EXERCISE GOAL:
Beginning at the line that includes "Target: blue sky" in the entries below, print each line exactly as it appears, through the last one.

INPUT FOR THIS TASK:
=== Section Start ===

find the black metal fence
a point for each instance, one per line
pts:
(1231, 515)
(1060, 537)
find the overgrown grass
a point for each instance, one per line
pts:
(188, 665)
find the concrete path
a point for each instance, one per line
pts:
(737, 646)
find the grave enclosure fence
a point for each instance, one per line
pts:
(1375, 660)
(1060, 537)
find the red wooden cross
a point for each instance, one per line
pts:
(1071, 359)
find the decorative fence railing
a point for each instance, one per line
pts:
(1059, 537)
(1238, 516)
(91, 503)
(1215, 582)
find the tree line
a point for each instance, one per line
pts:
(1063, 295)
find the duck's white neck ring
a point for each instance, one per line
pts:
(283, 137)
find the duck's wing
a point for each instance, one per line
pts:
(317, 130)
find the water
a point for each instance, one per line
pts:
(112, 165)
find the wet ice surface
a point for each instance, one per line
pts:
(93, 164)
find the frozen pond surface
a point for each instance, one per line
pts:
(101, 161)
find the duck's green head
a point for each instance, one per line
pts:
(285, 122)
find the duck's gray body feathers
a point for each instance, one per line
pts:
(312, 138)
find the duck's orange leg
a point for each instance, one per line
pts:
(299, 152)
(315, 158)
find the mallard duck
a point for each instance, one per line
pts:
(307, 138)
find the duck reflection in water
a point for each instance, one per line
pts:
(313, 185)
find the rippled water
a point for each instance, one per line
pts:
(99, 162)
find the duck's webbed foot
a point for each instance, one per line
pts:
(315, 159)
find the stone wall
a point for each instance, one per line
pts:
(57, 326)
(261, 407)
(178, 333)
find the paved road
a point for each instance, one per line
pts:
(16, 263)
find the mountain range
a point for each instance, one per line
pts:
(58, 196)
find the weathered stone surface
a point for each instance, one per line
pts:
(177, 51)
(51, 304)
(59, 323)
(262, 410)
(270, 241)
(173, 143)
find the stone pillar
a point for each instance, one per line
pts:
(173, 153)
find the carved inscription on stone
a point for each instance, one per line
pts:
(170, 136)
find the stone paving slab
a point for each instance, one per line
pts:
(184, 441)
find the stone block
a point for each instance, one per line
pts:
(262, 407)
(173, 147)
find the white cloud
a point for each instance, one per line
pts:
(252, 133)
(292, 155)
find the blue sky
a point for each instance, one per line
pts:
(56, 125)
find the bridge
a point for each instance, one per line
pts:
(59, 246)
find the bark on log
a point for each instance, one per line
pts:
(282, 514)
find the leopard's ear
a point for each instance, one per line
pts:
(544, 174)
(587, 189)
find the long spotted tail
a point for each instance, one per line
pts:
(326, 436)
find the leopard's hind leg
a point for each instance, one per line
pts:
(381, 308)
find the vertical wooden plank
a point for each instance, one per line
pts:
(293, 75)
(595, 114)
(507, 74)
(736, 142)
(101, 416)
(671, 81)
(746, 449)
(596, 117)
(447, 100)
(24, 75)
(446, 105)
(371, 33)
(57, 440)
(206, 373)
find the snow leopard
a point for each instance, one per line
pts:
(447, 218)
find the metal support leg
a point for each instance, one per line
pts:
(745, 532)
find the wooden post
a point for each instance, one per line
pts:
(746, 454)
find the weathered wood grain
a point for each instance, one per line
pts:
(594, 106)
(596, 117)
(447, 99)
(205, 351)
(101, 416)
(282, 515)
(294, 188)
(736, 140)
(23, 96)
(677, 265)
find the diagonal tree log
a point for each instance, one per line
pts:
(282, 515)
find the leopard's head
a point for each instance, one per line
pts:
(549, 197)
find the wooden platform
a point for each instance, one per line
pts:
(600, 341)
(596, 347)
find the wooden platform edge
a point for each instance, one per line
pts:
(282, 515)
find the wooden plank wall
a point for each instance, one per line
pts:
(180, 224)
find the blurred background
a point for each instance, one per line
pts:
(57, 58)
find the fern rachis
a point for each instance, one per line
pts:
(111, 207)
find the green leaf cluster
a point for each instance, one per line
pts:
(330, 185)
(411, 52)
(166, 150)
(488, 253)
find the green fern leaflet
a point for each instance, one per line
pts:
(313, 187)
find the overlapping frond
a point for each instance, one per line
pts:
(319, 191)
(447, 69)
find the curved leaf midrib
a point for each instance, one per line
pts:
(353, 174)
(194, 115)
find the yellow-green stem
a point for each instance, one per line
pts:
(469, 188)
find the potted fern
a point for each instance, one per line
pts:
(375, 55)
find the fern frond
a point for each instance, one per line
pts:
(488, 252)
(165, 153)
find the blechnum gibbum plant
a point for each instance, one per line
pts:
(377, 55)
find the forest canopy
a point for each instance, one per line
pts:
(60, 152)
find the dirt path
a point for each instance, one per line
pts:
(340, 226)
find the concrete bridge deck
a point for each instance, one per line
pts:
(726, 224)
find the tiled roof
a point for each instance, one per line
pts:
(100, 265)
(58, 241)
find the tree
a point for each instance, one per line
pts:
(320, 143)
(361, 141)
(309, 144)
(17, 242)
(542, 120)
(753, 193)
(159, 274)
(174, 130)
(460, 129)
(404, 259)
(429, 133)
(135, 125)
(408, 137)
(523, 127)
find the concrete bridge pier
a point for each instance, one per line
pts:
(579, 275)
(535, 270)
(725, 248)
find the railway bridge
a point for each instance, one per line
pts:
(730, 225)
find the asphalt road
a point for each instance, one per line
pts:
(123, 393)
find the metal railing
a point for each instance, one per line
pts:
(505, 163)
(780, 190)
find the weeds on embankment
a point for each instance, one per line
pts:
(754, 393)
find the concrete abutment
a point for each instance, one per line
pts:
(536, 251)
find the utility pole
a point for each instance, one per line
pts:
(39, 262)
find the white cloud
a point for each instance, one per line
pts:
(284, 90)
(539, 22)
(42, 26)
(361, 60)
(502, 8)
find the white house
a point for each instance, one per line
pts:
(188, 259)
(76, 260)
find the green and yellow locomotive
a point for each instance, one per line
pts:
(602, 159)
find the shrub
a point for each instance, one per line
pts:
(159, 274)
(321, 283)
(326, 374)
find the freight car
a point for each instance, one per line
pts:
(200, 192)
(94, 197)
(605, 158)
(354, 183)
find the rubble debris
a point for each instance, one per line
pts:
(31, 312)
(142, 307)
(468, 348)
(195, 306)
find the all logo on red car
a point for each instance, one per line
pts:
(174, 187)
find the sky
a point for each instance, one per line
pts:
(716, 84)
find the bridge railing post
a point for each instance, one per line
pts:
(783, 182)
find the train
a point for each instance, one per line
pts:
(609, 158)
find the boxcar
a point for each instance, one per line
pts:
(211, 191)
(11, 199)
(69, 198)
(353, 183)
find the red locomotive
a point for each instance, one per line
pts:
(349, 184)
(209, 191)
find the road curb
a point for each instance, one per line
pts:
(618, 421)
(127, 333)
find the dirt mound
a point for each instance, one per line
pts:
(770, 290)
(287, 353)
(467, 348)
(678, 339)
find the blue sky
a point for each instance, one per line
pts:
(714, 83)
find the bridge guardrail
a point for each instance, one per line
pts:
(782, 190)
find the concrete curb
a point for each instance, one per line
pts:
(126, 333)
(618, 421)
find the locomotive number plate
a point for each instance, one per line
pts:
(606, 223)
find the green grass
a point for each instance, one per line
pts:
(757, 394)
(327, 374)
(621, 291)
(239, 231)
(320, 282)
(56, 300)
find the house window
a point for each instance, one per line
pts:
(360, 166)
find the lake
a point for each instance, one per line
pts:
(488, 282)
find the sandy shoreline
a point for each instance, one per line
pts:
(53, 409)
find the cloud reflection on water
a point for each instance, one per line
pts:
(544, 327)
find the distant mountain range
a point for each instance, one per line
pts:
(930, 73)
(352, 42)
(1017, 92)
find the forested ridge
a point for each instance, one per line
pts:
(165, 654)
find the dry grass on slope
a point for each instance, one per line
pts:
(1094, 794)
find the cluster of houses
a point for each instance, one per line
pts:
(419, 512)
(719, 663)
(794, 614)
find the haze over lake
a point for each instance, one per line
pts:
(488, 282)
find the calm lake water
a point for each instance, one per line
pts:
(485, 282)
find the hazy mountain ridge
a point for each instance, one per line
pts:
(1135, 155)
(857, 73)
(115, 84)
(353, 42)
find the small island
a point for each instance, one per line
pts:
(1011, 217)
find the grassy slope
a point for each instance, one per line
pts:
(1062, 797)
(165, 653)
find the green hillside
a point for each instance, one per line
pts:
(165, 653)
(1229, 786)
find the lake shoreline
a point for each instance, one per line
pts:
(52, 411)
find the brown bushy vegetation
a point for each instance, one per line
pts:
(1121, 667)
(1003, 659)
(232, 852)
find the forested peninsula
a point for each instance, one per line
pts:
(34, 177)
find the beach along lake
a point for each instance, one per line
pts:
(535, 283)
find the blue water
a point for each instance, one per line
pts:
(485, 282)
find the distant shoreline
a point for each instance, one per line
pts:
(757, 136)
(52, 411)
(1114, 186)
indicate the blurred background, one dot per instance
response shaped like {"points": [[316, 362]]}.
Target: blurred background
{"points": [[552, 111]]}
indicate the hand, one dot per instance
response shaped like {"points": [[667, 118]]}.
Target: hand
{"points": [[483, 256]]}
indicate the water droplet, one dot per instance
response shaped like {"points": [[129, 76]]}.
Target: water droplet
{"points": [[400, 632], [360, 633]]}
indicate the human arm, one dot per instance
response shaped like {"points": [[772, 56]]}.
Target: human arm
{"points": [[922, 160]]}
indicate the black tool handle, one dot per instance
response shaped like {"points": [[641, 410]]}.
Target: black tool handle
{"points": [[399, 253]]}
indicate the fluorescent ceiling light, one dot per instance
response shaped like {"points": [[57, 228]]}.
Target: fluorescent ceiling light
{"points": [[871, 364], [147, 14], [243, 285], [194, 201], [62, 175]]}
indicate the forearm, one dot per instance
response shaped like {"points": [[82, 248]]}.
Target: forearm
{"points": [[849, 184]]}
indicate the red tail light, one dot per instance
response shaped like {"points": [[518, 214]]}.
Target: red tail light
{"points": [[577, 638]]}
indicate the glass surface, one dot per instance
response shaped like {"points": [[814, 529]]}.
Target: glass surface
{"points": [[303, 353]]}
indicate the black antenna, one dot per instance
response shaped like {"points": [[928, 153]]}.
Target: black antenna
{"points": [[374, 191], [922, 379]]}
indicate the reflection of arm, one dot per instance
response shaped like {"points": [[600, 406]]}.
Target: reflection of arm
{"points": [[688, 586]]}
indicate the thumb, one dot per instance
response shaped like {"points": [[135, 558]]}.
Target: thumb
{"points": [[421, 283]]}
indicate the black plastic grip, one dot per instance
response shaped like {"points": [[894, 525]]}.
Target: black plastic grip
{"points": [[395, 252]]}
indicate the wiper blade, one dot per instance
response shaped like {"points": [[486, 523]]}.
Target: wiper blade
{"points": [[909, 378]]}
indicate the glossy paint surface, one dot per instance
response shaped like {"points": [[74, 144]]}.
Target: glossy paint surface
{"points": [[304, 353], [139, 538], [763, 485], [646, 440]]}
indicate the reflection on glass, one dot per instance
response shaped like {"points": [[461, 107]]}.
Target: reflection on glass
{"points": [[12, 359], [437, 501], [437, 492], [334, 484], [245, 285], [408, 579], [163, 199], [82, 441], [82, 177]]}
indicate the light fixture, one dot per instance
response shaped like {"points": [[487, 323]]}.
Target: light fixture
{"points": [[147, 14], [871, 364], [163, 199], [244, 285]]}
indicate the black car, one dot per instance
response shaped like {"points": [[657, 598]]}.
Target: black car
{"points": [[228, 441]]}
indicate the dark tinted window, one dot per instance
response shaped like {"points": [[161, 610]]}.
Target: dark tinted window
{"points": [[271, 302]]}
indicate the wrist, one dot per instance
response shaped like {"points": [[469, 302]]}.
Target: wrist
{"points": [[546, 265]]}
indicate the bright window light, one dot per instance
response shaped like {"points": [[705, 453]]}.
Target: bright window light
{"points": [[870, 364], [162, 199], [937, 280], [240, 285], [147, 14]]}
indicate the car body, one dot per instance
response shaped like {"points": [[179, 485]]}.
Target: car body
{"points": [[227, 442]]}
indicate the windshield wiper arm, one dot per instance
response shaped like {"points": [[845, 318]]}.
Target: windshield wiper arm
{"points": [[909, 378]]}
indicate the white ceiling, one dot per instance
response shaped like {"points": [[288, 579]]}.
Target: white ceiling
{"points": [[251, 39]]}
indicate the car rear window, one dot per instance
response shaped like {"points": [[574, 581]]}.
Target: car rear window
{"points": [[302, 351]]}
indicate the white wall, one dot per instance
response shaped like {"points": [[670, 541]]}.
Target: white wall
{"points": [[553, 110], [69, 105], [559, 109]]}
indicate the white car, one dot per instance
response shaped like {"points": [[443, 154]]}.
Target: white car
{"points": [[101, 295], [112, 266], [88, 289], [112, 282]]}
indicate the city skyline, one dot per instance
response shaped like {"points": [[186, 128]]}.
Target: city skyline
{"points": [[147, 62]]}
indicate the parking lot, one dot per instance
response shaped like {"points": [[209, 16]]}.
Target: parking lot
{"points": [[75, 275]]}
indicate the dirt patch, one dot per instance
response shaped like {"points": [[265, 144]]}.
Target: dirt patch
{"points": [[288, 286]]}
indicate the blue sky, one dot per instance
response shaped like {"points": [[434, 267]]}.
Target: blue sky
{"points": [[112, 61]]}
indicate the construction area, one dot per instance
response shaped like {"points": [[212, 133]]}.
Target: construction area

=== Section End ===

EXERCISE SOLUTION:
Target: blue sky
{"points": [[112, 61]]}
indicate the construction area, one dot per instance
response shaped like {"points": [[212, 133]]}.
Target: construction area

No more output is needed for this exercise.